::: Passage given
OP, if you do visit a dyno the best advise I can give you is to be fully prepared for everything you want to try. A fresh set of plugs, some jets for the carb and a small selection of hand tools if they will let you do your own work. Drop the pipes there and see if it makes a huge difference before you spend the money on new downpipes. A lot of shops now specialize in late model EFI computer controlled cars so I would ask if they have anyone there than knows carbs and distributors. Tell the issues you are having and what you want to try to alleviate it. The dyno will also tell you where your distributor is curved and you can tune your advance and total timing.


----------



## BearGFR (Aug 25, 2008)

ALKYGTO said:


> "Bigger" carb?? OP is already running an 850 cfm carb. I still stand by my timing recommendations and a visit to a chassis dyno.


I missed that 850 -- that's what I get for trying to follow multiple threads - sometimes I get them confused. Anyway, what I was trying to say was on all the air flow components, it's important to get them "big enough" but not "too big". Careful planning and testing is the key, which leads to...



> All this "tuning" on the street is asking for trouble and leads to inconclusive results.


'Zactly. Objective, repeatable measurements are the best way to go.


Bear


----------



## mbspeed (Sep 25, 2012)
::::::
» Short task A: Copy out every line of the records that contains the word "chicken", treating uppercase and lowercase as different.
::: Material to process
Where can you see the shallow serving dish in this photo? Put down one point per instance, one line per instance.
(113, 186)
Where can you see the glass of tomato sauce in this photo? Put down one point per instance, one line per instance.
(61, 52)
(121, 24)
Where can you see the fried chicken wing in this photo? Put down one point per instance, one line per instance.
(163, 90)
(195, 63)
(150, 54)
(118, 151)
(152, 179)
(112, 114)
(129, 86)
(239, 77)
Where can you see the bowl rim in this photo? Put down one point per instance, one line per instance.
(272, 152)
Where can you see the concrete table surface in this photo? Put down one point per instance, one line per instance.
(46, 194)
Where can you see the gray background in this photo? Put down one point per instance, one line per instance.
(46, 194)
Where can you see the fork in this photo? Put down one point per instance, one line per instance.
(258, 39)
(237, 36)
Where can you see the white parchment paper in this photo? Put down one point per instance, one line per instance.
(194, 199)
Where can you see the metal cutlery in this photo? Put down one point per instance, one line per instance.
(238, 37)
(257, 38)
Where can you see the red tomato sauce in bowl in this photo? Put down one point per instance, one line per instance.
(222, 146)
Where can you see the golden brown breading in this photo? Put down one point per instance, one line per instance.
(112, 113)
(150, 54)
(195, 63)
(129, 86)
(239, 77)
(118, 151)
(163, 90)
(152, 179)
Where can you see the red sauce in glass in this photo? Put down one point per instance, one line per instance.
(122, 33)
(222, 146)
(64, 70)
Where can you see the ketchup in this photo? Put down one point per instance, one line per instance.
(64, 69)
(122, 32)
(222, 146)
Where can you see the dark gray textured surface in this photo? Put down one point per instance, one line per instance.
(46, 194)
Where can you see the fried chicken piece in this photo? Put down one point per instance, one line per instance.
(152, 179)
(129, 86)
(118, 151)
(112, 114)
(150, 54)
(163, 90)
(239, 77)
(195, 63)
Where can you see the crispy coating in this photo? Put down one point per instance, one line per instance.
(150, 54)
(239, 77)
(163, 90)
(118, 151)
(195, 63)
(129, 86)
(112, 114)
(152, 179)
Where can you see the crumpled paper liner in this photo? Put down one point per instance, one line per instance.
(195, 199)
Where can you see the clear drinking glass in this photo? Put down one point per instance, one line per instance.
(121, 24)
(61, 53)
::::::
» Short task B: Write out everything in the forum thread from "## BearGFR (Aug" down to "which leads to...", replacing "threads" with "topics".

» Output A:
Where can you see the fried chicken wing in this photo? Put down one point per instance, one line per instance.
Where can you see the fried chicken piece in this photo? Put down one point per instance, one line per instance.

» Output B:
## BearGFR (Aug 25, 2008)

ALKYGTO said:


> "Bigger" carb?? OP is already running an 850 cfm carb. I still stand by my timing recommendations and a visit to a chassis dyno.


I missed that 850 -- that's what I get for trying to follow multiple topics - sometimes I get them confused. Anyway, what I was trying to say was on all the air flow components, it's important to get them "big enough" but not "too big". Careful planning and testing is the key, which leads to...